**Problem details:** From the data below, return only the lines from the one with "Target: stone carving" through the one with "Report the position of every instance of the cucumber", exact and inclusive, with pictures left out.

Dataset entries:
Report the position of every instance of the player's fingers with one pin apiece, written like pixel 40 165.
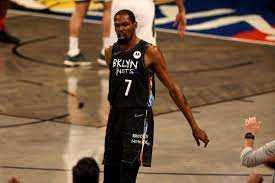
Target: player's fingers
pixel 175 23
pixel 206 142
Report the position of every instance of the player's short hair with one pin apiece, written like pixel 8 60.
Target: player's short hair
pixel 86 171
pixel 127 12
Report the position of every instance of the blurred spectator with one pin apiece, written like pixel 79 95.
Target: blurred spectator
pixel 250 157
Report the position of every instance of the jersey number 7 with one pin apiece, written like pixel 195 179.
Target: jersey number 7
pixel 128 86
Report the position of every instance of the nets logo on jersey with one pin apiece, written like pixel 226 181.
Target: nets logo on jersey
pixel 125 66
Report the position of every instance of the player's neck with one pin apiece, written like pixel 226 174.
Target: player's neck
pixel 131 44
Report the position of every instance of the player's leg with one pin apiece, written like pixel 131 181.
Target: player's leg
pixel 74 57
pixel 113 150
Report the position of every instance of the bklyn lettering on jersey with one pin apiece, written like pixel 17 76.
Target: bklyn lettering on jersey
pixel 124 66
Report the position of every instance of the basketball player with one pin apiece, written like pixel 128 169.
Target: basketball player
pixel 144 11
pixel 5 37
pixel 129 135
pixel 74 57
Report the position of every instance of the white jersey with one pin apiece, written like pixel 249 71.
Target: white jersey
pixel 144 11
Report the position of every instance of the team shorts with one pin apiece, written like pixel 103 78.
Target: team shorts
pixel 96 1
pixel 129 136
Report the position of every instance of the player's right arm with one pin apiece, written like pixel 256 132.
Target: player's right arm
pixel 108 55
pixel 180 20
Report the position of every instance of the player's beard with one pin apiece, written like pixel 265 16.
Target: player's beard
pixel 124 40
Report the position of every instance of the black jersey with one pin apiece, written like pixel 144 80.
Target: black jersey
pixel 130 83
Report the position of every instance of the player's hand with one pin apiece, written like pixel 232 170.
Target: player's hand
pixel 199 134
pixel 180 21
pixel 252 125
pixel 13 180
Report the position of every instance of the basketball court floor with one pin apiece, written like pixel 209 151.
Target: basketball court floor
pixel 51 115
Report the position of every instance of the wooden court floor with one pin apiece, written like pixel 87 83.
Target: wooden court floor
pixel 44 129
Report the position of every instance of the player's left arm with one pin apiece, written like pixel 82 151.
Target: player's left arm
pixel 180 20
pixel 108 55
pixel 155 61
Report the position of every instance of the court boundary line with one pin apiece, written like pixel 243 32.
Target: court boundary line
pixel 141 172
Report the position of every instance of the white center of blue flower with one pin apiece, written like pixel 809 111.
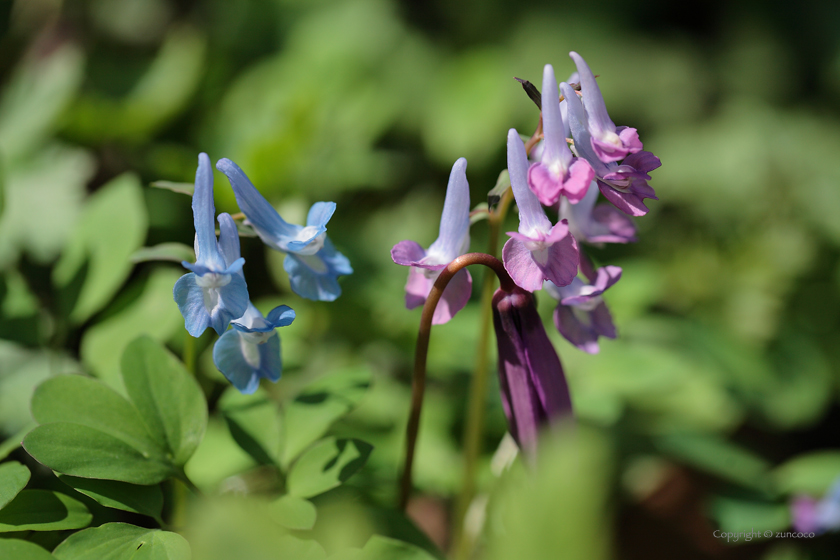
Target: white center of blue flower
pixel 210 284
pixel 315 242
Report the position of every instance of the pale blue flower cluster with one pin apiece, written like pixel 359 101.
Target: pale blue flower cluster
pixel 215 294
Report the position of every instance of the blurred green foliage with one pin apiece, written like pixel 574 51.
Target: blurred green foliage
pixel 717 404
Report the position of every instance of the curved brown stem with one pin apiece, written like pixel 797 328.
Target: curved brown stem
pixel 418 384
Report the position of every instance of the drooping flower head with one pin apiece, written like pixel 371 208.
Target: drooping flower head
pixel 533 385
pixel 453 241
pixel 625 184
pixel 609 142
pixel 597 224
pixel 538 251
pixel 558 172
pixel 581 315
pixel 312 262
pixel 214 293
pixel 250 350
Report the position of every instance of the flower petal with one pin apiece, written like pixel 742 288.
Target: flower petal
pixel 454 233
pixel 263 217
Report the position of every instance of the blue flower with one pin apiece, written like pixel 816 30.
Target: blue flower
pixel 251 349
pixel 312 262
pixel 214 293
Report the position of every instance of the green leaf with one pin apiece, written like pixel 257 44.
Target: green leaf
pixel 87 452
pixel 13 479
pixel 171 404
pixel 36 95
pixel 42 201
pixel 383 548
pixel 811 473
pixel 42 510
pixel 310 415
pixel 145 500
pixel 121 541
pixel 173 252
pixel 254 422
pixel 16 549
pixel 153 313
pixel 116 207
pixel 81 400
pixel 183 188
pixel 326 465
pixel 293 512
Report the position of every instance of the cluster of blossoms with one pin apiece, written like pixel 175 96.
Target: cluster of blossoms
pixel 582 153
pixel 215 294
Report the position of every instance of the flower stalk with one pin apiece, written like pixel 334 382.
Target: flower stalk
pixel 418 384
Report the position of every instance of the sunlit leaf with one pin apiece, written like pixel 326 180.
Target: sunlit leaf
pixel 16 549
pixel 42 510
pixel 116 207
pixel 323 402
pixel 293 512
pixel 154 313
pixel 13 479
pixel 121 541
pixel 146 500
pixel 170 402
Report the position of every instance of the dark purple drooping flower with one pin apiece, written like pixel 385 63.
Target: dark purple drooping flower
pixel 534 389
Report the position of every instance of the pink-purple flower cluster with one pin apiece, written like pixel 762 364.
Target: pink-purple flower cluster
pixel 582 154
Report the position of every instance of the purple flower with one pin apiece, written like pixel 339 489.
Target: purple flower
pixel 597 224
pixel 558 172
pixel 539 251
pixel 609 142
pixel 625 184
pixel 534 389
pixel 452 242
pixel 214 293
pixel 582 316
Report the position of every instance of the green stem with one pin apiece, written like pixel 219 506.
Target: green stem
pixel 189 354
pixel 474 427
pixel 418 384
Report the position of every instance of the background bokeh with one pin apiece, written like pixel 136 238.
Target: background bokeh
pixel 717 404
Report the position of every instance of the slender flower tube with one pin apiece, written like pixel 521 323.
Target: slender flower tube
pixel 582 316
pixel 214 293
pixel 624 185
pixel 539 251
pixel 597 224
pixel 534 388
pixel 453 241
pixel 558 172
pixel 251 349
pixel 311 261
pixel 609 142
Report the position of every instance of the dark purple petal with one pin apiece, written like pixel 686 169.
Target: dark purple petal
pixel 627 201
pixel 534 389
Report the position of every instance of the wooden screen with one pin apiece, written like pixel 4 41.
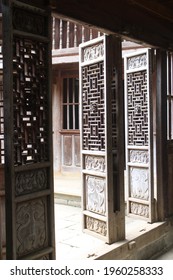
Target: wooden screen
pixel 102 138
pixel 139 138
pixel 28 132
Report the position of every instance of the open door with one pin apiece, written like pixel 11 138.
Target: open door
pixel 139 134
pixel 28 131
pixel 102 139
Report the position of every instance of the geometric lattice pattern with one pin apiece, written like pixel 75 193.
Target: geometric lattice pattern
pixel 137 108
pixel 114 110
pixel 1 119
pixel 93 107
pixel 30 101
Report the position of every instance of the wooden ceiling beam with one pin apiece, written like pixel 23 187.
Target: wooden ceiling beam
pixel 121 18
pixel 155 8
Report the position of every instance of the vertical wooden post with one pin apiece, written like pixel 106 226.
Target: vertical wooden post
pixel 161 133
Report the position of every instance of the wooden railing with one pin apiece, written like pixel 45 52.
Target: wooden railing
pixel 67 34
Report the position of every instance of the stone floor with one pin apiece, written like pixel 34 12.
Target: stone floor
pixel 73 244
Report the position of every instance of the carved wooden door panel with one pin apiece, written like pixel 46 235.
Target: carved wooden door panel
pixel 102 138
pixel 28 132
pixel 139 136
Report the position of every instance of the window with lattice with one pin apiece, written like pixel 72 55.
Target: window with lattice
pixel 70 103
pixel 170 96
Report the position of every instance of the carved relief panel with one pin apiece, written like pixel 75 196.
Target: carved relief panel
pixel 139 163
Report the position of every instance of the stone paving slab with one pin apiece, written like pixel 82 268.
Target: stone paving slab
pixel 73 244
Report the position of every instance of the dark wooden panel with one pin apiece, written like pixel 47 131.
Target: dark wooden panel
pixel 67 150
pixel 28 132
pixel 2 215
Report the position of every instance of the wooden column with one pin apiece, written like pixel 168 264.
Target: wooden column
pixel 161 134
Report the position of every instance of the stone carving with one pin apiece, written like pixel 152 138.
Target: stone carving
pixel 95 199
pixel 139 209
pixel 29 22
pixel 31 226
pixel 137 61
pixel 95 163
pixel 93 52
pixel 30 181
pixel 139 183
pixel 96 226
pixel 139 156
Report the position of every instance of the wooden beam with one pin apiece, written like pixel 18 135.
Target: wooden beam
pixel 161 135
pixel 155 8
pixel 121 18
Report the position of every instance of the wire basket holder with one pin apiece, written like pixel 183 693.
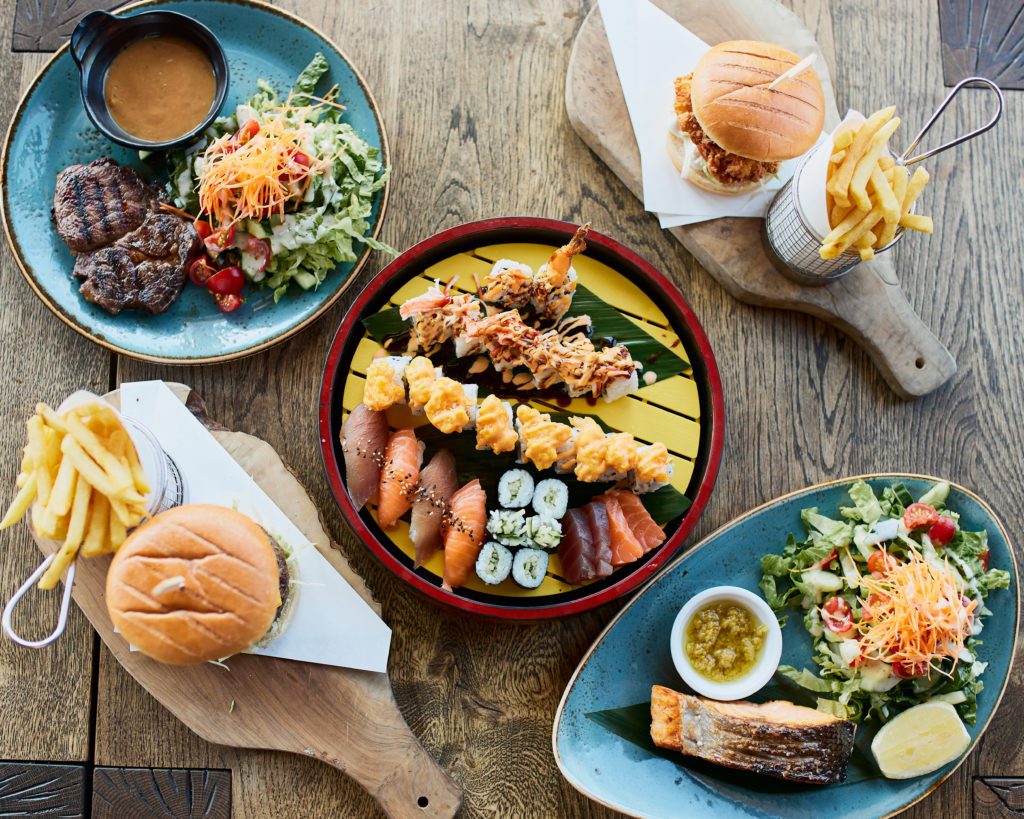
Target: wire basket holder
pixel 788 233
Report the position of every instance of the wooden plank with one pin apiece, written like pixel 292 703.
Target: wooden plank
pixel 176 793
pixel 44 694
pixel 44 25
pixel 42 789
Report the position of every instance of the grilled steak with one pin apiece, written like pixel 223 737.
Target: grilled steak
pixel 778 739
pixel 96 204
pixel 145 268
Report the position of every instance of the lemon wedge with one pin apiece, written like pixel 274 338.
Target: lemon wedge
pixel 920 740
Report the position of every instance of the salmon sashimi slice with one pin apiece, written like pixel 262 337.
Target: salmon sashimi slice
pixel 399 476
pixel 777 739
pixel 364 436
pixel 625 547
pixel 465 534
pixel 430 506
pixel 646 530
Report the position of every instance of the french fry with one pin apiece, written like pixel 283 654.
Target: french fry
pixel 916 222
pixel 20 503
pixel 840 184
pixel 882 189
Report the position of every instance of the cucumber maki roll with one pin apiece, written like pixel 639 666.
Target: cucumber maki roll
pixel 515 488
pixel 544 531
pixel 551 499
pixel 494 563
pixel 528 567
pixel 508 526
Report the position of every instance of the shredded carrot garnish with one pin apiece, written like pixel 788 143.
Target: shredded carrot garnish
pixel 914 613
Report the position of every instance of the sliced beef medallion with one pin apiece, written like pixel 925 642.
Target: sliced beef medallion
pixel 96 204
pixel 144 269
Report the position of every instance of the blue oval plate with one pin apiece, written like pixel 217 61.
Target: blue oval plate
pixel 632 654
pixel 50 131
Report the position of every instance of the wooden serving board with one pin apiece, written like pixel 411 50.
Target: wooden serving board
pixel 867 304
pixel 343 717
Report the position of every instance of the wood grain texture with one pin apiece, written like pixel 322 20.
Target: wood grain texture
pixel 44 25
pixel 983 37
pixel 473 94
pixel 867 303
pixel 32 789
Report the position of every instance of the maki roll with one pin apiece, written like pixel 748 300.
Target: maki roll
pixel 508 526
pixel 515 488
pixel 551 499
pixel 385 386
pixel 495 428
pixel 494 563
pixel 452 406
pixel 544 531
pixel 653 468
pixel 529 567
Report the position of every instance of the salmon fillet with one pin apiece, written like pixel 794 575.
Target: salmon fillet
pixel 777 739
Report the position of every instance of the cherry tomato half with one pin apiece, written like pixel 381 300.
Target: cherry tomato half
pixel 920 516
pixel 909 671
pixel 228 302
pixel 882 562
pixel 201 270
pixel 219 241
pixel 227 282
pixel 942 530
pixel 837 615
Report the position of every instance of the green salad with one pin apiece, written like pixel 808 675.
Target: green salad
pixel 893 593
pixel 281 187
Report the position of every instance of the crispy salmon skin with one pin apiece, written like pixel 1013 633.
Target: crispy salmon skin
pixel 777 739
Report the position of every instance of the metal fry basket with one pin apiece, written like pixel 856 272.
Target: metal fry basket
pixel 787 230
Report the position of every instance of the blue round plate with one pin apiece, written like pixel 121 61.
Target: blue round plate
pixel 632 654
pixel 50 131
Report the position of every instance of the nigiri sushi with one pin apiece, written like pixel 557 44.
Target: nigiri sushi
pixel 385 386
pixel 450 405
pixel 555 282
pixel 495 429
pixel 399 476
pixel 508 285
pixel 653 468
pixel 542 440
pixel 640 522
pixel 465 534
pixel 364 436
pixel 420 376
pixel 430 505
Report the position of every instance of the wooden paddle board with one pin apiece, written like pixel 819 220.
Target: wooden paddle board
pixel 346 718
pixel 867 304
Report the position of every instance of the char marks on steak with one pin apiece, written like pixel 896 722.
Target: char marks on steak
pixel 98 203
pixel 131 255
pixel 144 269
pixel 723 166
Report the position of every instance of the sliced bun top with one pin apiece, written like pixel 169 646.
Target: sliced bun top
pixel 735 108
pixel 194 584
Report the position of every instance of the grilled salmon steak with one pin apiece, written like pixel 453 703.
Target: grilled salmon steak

**Output of the task:**
Target: stone carving
pixel 95 199
pixel 139 209
pixel 29 22
pixel 31 226
pixel 137 61
pixel 95 163
pixel 93 52
pixel 30 181
pixel 139 183
pixel 96 226
pixel 139 156
Report the position of every instance of the wooden beam with one pin apiece, written like pixel 18 135.
Target: wooden beam
pixel 161 135
pixel 155 8
pixel 121 18
Report the position of every instance of the wire basket holder with one pin apiece, written like pixel 183 693.
Target: wire basket holder
pixel 788 233
Report the position of every instance of the wooden plank with one pin apiece, written like pixel 292 703.
Target: wooden plank
pixel 176 793
pixel 44 694
pixel 44 25
pixel 42 789
Report the position of every instance of the grilled steak with one pin apiece, written like pixel 223 737.
Target: grilled steak
pixel 778 739
pixel 96 204
pixel 145 268
Report the position of every instance of the lemon wedge with one pin apiece, written like pixel 274 338.
Target: lemon wedge
pixel 920 740
Report the position of every instance of the salmon sashimi slice with one pin apiece, written like pixel 262 337.
Target: salmon sashimi slice
pixel 399 476
pixel 777 739
pixel 364 436
pixel 625 547
pixel 465 534
pixel 430 506
pixel 646 530
Report the position of every instance of the french fry with one pin apiece, written like pixel 283 654.
Target: french fry
pixel 916 222
pixel 20 503
pixel 840 184
pixel 882 189
Report the position of every instance of the cucumber maki roll with one pin apiece, written like pixel 639 666.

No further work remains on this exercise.